Without skipping any entry, transcribe the data word for word.

Dataset excerpts:
────
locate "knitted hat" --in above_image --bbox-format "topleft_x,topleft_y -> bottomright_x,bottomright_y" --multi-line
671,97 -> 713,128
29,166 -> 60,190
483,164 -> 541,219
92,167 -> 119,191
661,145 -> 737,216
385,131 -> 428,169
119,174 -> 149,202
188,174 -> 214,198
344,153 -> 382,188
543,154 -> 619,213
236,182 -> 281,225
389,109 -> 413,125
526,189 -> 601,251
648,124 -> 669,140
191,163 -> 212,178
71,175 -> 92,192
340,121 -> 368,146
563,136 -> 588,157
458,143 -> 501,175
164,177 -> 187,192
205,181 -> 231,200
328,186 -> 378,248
────
EXPECTED OUTPUT:
locate "knitted hat" --in above_image --bbox-format "topleft_x,topleft_y -> bottomright_x,bottomright_y" --multi-line
671,97 -> 713,128
29,166 -> 60,190
483,164 -> 541,219
92,167 -> 119,191
661,145 -> 737,216
385,131 -> 428,169
119,174 -> 149,202
188,174 -> 214,198
344,153 -> 382,188
543,154 -> 619,213
236,182 -> 281,225
389,109 -> 413,125
526,189 -> 601,251
648,124 -> 669,140
191,163 -> 212,178
71,175 -> 92,192
340,121 -> 368,146
563,136 -> 588,157
458,143 -> 501,175
164,177 -> 187,192
205,181 -> 231,200
328,186 -> 378,248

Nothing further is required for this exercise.